■ Task instructions
In the passage on microwave safety, repeat the section from "Microwaves are a" up to and including "and nutritional effects!", swapping "radiation" for "rays".

■ Selected extract
--------------------

Microwaves are a hot topic in the health community (pun intended!), and the internet is full of claims that they leak radiation, destroy nutrients, change the chemical structure of food to become toxic, and pose a wide variety of health risks. Even the term “nuking” our food brings to mind scary images of atomic bombs and radiation exposure! The rumors about microwaves’ harmfulness have prompted a number of people to stop using them entirely. But, are these claims really founded in science?
To find out, let’s take a look at exactly how microwaves work, and what the scientific literature says about their safety and nutritional effects!
How Do Microwaves Work? (aka Am I being irradiated?!?!)
Microwaves heat up food by exposing polar molecules (such as water, which has one positively charged side and one negatively charged side) to electromagnetic waves within the microwave spectrum, around 2.45 GHz—a wavelength between radio frequency and infrared radiation. When exposed to these electromagnetic waves, polar molecules react by rapidly spinning clockwise and then counterclockwise over and over again, due to the alternating electric fields causing the molecules to change the direction of their rotation. (In fact, they reverse direction about 2.5 billion times per second!) The agitated polar molecules gather up lots of thermal energy that can rub off on nearby molecules, causing the food to heat up quickly.

--------------------

■ Source information
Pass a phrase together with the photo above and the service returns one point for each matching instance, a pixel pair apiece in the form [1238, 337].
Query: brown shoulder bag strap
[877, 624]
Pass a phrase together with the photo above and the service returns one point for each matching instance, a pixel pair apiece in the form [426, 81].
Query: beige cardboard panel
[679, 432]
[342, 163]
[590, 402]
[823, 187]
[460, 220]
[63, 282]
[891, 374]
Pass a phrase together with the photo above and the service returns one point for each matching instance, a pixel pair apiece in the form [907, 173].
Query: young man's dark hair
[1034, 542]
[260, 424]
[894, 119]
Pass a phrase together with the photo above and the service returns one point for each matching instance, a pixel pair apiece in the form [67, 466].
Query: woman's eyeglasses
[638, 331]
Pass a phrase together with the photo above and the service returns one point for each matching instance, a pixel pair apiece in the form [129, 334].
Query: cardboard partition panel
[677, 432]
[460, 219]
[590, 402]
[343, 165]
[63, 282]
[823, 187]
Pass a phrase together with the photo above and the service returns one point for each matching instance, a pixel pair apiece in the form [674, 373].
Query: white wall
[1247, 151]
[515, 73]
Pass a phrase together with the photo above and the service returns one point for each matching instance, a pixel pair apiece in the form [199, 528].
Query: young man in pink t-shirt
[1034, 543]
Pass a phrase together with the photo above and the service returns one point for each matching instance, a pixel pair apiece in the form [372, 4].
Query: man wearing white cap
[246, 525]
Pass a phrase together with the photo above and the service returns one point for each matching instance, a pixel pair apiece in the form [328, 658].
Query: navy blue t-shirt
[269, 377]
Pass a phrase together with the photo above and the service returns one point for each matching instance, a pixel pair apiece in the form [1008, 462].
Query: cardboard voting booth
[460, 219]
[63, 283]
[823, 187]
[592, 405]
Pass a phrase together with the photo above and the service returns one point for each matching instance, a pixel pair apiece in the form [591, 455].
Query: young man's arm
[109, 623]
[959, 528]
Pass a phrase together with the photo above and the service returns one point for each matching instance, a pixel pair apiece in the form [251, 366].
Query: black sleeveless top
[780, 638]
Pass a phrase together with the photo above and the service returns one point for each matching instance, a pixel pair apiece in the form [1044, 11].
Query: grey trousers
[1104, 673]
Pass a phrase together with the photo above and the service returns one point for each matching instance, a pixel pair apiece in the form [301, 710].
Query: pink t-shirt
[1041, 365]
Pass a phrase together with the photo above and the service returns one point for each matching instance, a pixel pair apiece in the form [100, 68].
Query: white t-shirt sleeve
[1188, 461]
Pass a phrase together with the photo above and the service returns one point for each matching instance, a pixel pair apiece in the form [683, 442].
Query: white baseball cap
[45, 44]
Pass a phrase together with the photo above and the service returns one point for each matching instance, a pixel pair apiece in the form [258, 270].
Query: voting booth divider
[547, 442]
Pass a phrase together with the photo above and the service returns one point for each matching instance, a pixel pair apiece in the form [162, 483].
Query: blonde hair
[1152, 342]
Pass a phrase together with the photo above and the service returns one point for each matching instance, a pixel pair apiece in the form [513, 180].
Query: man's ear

--------------------

■ Response to the exercise
Microwaves are a hot topic in the health community (pun intended!), and the internet is full of claims that they leak rays, destroy nutrients, change the chemical structure of food to become toxic, and pose a wide variety of health risks. Even the term “nuking” our food brings to mind scary images of atomic bombs and rays exposure! The rumors about microwaves’ harmfulness have prompted a number of people to stop using them entirely. But, are these claims really founded in science?
To find out, let’s take a look at exactly how microwaves work, and what the scientific literature says about their safety and nutritional effects!